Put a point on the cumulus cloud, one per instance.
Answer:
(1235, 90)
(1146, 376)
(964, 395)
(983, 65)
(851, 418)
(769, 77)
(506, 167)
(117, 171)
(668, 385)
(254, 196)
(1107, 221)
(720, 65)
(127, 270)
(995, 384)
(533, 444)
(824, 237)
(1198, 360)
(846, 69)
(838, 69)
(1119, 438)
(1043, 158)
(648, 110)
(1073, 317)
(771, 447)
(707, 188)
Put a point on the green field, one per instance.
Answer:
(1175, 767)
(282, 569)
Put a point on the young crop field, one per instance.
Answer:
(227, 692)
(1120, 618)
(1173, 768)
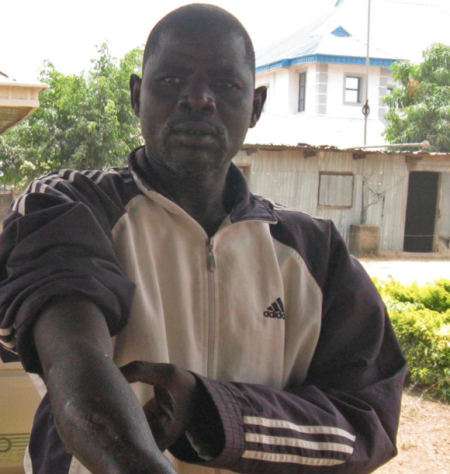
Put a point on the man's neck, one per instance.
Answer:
(198, 194)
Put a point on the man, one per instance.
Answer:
(268, 347)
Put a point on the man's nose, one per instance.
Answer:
(197, 98)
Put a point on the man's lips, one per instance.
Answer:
(196, 134)
(195, 128)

· · · ·

## What this task involves
Copy out all the lines of the records above without changing anything, leaving out the pictures.

## Answer to the task
Put a point on the cumulus cloud, one per instance.
Answer:
(1235, 90)
(1146, 376)
(964, 395)
(983, 65)
(851, 418)
(769, 77)
(506, 167)
(117, 171)
(668, 385)
(254, 196)
(1107, 221)
(720, 65)
(127, 270)
(995, 384)
(533, 444)
(824, 237)
(1198, 360)
(846, 69)
(838, 69)
(1119, 438)
(1043, 158)
(648, 110)
(1073, 317)
(771, 447)
(707, 188)
Put a point on the green field, one per instance.
Answer:
(1175, 767)
(282, 569)
Put a point on the young crop field, one per instance.
Answer:
(227, 692)
(1120, 618)
(1173, 768)
Put a point on the man's neck, one per instance.
Answer:
(198, 194)
Put a point on the man, one per instance.
Answer:
(268, 347)
Put a point on the man's nose, one per instance.
Answer:
(197, 98)
Put a point on the man's lips, one per instance.
Answer:
(196, 134)
(195, 128)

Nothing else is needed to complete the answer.